BRIEF
Retype, word for word, every line of the records below starting at the one that contains "Target: wristwatch" and ending at the one that contains "with dark hair."; include both of those lines and nothing more.

○ ○ ○ ○ ○ ○ ○

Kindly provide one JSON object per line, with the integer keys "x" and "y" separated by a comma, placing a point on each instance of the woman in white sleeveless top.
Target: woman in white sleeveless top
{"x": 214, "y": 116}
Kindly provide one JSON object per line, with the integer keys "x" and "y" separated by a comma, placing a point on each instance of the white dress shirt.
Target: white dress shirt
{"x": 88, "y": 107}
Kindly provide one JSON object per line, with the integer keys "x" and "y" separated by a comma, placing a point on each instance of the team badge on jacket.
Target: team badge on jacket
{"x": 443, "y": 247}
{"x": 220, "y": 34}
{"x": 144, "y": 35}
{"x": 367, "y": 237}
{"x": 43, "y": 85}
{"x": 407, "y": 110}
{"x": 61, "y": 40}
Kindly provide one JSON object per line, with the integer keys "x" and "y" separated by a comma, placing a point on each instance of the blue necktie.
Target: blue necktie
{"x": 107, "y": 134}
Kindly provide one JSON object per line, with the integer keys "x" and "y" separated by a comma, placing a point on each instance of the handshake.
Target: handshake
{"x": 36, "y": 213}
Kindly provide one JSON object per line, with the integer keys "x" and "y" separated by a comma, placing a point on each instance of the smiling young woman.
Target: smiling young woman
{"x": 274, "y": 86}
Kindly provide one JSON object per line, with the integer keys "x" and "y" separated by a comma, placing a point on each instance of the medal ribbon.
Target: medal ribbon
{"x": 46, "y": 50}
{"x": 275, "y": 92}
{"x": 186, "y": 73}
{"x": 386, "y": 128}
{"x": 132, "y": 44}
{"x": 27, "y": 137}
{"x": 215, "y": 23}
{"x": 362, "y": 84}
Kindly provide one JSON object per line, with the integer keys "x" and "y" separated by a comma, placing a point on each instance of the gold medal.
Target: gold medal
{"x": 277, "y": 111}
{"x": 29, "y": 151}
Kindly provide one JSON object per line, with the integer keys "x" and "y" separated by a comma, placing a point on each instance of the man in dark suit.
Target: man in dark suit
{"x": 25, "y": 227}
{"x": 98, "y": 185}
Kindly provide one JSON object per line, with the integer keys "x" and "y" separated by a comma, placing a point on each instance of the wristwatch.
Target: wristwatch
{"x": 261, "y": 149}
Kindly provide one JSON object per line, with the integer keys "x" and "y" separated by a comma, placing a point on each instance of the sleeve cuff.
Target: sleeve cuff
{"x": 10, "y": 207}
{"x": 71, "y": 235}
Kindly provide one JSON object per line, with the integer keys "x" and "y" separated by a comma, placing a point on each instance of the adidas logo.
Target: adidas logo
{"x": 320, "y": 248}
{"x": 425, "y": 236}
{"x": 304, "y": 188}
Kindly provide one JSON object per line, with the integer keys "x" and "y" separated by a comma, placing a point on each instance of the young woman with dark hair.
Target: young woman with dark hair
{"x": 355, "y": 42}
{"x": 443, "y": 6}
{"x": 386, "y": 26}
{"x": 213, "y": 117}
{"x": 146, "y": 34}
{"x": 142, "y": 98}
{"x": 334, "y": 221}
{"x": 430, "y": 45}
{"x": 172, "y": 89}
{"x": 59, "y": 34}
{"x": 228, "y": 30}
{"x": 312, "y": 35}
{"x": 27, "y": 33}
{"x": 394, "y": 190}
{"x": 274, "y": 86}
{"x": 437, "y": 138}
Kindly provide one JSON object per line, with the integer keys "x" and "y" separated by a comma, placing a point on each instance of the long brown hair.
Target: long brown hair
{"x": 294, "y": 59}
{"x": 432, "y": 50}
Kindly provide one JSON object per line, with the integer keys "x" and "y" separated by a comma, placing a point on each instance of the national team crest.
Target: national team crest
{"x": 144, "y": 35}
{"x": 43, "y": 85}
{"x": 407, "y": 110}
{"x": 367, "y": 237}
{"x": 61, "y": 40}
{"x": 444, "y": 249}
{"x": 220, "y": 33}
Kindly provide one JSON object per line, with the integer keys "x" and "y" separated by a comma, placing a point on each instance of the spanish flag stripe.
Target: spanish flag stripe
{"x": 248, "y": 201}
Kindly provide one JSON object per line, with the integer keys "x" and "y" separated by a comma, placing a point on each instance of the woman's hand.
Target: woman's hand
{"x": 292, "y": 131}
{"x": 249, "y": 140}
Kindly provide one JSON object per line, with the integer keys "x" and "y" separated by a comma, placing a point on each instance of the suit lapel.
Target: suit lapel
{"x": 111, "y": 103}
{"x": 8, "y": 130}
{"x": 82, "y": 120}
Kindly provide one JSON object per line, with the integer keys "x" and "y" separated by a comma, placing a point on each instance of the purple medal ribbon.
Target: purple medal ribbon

○ ○ ○ ○ ○ ○ ○

RESULT OF THIS TASK
Target: wristwatch
{"x": 261, "y": 149}
Kindly provide one JSON object per line, with the integer keys "x" and "y" separated by a comma, placing a point on each instance of the sleeve cuff.
Target: sleeve cuff
{"x": 10, "y": 207}
{"x": 71, "y": 235}
Kindly provide one JSON object per line, with the integer keys "x" and "y" separated by a comma, placing a point on each instance of the adidas logo.
Target: adidas logo
{"x": 320, "y": 248}
{"x": 425, "y": 236}
{"x": 304, "y": 188}
Kindly provide one JSON object per line, with the integer keys "x" and "y" separated by a comma, placing a point on each instance of the young woman with dark hair.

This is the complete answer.